§ Given request: Please rewrite the part of the records that opens at their start and closes with the line containing "[428,250,456,271]", keeping every line and shifting each bounding-box coordinate up by 112. Return only that part.

== Data supplied ==

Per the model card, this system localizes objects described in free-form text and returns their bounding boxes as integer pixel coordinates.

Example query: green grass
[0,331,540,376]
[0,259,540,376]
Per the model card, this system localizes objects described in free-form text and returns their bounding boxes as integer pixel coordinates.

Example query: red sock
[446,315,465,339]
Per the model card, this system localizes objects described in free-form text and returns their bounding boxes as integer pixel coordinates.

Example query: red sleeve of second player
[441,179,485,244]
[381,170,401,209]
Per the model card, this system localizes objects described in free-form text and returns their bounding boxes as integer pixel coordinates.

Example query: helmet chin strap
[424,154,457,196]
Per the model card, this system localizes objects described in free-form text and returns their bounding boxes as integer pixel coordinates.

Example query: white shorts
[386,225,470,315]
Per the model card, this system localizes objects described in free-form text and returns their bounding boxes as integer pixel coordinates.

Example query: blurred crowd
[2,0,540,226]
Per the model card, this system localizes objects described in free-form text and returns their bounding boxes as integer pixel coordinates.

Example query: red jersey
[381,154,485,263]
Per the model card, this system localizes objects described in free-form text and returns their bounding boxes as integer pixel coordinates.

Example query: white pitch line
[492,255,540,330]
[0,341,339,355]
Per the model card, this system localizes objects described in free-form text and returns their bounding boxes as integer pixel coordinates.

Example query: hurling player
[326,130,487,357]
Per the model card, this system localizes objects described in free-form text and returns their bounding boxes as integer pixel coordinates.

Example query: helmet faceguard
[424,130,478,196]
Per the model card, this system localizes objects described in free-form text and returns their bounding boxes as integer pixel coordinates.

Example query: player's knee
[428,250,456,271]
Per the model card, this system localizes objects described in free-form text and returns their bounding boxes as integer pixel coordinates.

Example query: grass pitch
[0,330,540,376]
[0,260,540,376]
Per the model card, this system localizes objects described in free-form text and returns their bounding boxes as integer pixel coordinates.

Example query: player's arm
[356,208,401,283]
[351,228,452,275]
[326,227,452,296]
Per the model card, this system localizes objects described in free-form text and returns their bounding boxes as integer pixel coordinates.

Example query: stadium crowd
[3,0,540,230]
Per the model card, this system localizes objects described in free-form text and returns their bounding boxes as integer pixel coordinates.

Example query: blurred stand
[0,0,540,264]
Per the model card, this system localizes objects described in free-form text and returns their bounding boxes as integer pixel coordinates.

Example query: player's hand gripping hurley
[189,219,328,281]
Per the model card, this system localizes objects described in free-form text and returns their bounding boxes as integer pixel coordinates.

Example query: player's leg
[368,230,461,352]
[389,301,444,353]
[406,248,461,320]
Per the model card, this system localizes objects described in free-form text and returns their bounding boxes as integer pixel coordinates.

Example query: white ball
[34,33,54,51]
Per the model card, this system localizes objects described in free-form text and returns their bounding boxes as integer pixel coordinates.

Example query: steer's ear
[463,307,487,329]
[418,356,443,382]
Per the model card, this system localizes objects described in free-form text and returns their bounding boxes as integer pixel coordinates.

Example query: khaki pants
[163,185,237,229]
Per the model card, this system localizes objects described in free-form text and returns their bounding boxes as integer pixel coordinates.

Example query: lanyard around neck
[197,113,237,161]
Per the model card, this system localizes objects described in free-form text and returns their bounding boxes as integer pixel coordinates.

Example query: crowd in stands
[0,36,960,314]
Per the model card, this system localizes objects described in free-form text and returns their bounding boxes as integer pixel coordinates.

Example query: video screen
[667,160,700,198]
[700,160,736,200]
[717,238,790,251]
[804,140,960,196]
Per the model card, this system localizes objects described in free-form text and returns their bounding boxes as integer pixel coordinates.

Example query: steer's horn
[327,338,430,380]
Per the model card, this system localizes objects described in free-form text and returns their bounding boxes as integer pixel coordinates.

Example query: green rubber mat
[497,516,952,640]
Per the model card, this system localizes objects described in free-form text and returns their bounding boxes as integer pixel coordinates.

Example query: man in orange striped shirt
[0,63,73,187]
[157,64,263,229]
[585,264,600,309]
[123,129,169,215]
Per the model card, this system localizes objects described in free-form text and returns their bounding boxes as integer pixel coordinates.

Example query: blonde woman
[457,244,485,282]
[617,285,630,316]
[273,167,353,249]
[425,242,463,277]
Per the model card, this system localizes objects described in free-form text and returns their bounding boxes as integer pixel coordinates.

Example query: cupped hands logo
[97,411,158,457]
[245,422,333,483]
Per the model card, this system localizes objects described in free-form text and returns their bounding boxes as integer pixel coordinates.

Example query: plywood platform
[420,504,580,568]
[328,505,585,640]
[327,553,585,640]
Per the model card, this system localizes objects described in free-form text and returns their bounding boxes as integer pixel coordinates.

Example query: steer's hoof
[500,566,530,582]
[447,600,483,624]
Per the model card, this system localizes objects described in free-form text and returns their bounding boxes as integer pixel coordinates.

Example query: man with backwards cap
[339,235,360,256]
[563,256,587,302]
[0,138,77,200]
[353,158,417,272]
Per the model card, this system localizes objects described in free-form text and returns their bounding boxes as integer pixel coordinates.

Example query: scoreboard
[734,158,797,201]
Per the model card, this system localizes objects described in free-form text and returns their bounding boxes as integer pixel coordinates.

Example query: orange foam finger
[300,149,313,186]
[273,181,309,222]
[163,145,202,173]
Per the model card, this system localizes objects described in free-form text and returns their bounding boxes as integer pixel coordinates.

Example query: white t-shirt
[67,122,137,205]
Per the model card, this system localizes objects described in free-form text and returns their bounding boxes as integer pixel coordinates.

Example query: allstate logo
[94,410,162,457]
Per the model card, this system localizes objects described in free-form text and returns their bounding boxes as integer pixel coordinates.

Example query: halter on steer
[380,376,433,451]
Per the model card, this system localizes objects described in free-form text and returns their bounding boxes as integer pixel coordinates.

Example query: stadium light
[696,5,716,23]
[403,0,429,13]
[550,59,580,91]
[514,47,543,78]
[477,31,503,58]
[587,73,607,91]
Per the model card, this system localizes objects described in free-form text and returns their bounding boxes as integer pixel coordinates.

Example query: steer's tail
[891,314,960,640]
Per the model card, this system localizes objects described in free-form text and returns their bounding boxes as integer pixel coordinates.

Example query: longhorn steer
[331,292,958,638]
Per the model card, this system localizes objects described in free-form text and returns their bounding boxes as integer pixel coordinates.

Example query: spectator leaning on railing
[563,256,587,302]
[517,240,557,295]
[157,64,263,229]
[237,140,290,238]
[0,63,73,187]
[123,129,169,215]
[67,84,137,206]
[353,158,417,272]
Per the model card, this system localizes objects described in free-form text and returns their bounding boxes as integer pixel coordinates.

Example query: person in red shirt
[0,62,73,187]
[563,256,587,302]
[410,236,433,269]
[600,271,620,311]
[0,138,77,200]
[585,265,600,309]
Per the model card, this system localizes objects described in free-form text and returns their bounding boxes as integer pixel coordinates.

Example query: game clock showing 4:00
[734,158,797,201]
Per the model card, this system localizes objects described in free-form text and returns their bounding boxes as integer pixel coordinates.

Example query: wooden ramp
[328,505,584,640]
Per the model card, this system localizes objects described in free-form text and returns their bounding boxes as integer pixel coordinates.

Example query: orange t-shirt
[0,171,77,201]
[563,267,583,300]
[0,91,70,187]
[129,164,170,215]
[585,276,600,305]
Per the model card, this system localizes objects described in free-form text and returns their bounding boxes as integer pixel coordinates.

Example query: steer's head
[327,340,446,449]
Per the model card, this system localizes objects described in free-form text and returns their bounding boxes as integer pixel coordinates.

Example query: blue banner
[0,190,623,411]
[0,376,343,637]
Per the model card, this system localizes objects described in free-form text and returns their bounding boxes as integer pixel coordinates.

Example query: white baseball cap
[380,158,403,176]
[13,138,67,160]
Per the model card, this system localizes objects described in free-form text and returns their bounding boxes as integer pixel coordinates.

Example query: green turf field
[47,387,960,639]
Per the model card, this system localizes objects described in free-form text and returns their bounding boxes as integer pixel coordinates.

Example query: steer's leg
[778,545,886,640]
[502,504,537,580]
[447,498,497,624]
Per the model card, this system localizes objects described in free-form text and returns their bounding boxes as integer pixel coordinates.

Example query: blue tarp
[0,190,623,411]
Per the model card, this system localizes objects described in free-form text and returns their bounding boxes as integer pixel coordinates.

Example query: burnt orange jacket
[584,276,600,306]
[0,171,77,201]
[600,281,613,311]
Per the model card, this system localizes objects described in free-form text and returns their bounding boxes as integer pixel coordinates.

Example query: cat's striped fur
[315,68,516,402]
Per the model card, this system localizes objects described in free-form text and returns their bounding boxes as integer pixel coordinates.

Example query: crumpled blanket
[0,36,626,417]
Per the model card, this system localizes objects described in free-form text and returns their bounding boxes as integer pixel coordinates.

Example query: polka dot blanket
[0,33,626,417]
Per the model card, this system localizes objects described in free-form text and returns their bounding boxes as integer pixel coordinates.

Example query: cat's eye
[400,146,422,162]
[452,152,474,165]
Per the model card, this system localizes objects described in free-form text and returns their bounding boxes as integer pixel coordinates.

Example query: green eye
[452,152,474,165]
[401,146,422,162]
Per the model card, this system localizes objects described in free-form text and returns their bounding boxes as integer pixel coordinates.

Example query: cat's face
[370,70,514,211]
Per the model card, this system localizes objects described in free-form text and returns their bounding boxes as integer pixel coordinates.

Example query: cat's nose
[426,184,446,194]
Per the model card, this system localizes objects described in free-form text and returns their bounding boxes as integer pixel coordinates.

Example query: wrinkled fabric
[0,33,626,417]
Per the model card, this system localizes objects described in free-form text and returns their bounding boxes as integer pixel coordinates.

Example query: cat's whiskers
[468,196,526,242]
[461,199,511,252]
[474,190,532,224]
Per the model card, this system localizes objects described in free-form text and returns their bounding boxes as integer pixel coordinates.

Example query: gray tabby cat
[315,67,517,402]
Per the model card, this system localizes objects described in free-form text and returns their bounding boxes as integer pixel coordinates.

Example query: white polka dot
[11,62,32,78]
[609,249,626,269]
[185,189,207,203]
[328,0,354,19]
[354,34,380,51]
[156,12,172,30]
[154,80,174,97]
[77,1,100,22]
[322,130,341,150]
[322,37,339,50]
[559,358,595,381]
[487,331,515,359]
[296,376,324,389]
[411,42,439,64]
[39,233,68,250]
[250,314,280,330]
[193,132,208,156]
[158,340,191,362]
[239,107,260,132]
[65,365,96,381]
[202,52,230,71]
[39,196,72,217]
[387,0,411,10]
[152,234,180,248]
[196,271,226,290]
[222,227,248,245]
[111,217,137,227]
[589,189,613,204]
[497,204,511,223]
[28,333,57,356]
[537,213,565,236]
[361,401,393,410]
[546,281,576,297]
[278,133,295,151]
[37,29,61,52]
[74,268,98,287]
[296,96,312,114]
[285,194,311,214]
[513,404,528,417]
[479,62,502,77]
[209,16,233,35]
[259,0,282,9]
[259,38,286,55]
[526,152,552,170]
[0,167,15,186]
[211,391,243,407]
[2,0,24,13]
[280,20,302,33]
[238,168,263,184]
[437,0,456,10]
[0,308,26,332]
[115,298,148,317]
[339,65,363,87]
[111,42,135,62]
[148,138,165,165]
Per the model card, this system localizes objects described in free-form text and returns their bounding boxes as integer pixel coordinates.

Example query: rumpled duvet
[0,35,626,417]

===

§ Task result:
Per the model card, this system localizes objects described in free-form text and returns their bounding boxes as integer pixel coordinates.

Example query: green grass
[112,443,652,488]
[112,371,652,488]
Per the model card, this system localizes objects described in free-form text and returns their bounding boxes as integer pixel coordinates.

Example query: red sock
[558,427,577,451]
Per the model card, this system localizes objects described in free-form text and returns their bounding boxes as integer pixel coordinates.

Example query: red sleeve of second player
[553,291,597,356]
[493,282,513,321]
Per the model card, this system localizes objects described in free-form text and returns their bounding boxes as integer pixel coordinates.

Example query: helmet chin strap
[536,266,569,308]
Per the model card, this system localizes objects described in free-form text and returns their bounding boxes as integer pixel coordinates.

Example query: white shorts
[498,337,582,427]
Per the model card, this system localizes objects described in free-form text and returns their bounding boxes as integer pixel coordinates.

Example query: blurred crowd
[114,112,652,338]
Per the model card, this system localizes objects described in free-form text and returns their bounding boxes as integer pixel coordinates.

Example query: red jersey
[493,266,597,375]
Per the model card, this system localizes objects described in free-form text and returns their bounding boxes as integer pixel coordinates.

Example query: white pitch line
[604,367,652,442]
[112,453,451,467]
Per the model card, this system localizes objects described in free-form text and returns their bounding boxes as integer pixel coordinates.

Example query: hurling player
[438,242,599,469]
Per the model card, this system localizes objects described in free-form text and returns their bounding boxes as integer pixel coordinates.

Example query: helmet faceguard
[536,242,590,308]
Per the model card, this system localizes objects described in free-form text and returns their bounding boxes as integer pixel coordinates.

Example query: player's knee
[540,362,568,383]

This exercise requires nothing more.